***** SUPPLIED DATA

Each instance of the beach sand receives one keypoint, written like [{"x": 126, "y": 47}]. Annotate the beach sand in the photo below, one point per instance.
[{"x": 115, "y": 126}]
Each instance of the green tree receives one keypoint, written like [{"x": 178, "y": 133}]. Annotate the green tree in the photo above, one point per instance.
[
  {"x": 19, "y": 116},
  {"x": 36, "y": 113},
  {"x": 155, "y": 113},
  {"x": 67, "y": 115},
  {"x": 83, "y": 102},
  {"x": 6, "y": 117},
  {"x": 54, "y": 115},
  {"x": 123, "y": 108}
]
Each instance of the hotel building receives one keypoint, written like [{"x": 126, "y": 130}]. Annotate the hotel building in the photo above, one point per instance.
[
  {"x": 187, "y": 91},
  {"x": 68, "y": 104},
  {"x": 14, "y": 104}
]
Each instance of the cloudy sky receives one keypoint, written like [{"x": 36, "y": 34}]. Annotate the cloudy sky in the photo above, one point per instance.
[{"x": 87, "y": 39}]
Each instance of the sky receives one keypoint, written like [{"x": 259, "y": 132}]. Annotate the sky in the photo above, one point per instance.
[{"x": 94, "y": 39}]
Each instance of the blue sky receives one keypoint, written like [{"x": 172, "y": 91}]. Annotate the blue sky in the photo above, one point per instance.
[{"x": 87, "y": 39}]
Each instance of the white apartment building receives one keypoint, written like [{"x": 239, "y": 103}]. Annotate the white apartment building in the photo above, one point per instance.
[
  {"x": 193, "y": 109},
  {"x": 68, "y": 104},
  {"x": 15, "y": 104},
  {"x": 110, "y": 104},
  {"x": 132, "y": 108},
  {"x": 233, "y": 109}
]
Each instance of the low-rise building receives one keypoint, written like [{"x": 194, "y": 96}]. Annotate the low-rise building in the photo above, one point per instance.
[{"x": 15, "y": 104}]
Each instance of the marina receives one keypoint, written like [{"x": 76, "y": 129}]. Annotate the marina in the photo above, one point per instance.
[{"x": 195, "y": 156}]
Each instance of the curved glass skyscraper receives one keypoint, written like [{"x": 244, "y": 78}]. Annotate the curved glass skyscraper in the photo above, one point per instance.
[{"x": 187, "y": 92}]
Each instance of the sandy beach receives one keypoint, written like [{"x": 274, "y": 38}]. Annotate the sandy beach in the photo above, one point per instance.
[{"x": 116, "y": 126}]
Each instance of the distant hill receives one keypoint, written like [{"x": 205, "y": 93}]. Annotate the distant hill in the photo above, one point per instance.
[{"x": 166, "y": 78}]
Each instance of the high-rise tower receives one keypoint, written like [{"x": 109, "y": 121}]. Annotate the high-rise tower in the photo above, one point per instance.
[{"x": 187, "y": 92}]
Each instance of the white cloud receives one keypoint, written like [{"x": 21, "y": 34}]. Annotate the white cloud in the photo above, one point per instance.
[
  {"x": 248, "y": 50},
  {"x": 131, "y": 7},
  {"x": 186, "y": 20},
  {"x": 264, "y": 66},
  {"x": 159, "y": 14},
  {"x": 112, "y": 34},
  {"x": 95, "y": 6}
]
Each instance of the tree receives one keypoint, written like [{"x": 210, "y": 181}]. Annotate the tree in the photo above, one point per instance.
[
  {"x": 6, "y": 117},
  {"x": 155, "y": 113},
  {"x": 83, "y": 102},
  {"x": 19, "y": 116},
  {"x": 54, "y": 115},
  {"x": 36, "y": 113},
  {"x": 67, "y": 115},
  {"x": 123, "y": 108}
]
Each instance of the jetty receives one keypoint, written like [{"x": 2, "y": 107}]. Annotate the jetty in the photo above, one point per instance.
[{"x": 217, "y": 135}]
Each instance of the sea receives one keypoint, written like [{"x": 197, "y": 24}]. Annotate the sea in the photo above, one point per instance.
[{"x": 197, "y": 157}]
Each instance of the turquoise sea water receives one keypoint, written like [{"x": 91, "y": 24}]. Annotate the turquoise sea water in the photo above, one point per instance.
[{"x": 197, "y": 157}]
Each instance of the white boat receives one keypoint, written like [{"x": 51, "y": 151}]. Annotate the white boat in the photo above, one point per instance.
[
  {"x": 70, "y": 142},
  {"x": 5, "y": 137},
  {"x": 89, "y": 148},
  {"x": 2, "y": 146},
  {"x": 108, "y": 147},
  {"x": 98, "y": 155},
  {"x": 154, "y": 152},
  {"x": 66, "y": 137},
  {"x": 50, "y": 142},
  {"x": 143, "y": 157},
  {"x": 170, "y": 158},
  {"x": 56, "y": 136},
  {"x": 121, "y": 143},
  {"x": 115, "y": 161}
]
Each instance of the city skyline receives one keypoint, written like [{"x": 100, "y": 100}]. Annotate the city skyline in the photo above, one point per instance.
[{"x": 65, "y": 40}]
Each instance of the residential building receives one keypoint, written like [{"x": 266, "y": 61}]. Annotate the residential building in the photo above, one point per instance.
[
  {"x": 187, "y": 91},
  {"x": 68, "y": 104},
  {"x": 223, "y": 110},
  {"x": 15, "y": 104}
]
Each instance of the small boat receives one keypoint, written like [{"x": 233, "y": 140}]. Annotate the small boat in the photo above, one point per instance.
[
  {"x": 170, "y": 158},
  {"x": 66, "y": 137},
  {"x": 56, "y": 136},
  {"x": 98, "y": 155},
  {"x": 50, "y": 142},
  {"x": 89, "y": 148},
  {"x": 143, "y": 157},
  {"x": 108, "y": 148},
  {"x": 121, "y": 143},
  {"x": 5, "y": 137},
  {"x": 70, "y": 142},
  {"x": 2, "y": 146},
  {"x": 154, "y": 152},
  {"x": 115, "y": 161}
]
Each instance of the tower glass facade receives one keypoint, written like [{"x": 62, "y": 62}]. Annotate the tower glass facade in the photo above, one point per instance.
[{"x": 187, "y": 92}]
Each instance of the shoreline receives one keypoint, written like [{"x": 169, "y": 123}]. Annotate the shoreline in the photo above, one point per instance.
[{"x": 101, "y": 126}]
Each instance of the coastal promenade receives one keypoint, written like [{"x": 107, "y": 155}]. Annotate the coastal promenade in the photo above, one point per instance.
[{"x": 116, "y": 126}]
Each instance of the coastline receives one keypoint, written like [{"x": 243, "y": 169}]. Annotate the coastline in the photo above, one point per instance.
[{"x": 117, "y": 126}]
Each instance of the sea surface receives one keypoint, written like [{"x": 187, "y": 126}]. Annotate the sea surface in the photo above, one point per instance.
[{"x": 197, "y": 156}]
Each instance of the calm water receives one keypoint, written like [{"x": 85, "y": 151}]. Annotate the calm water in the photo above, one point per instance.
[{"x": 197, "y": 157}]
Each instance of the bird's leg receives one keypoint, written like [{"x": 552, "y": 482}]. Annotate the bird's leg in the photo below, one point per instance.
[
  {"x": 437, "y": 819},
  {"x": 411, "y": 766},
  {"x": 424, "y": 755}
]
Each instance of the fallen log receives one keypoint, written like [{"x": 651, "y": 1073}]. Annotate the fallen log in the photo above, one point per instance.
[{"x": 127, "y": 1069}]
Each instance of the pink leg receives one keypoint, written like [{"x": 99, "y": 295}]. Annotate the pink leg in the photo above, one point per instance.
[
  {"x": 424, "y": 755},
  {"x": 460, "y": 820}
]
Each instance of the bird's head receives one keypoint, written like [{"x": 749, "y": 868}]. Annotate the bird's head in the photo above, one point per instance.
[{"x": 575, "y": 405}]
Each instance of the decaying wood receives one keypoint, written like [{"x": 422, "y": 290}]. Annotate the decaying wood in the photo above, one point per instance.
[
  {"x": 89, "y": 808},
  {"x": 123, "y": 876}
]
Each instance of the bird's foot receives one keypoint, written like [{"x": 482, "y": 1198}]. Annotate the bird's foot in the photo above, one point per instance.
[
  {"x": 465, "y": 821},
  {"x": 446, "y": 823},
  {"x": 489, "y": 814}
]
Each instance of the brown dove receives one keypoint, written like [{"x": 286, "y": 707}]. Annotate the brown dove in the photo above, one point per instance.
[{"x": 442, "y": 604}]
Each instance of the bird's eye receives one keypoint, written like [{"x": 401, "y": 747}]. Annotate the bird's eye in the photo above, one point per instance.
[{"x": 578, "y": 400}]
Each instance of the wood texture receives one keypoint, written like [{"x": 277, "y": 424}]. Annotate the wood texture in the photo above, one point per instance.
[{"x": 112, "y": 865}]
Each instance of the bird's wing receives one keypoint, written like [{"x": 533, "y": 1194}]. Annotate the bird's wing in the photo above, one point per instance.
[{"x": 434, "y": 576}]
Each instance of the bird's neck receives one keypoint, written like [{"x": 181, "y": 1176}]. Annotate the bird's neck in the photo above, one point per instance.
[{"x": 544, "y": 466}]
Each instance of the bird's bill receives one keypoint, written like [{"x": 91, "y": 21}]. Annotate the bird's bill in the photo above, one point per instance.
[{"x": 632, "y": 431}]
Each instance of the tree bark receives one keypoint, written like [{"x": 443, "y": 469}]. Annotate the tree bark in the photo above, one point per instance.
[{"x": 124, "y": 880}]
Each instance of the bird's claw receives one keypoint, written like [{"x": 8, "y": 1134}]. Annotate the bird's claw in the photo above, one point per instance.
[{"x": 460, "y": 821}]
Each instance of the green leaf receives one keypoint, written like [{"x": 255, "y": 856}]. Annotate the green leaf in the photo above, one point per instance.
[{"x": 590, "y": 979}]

**********

### TASK BRIEF
Repeat word for word each line from the one with "Each instance of the green leaf" to the end of the records above, inclusive.

### RESULT OF THE EXERCISE
Each instance of the green leaf receives one keypoint, written like [{"x": 255, "y": 856}]. Annotate the green leaf in the photo above, one point per instance.
[{"x": 590, "y": 979}]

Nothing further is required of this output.